Data for this exercise>
* * *
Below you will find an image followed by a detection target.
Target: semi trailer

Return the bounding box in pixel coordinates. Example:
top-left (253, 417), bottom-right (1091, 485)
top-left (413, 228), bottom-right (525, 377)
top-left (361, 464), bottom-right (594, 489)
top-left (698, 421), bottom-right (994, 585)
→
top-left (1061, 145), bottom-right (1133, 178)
* * *
Exercise instructions> Revise the listing above by swapping "pixel coordinates" for "image coordinates" and leaving every other line untouched.

Expected answer>
Below you will find an image followed by a detection target.
Target: semi trailer

Return the bounding box in image coordinates. Example:
top-left (253, 417), bottom-right (1091, 485)
top-left (413, 228), bottom-right (525, 377)
top-left (361, 464), bottom-right (594, 489)
top-left (698, 421), bottom-right (994, 585)
→
top-left (1061, 145), bottom-right (1133, 178)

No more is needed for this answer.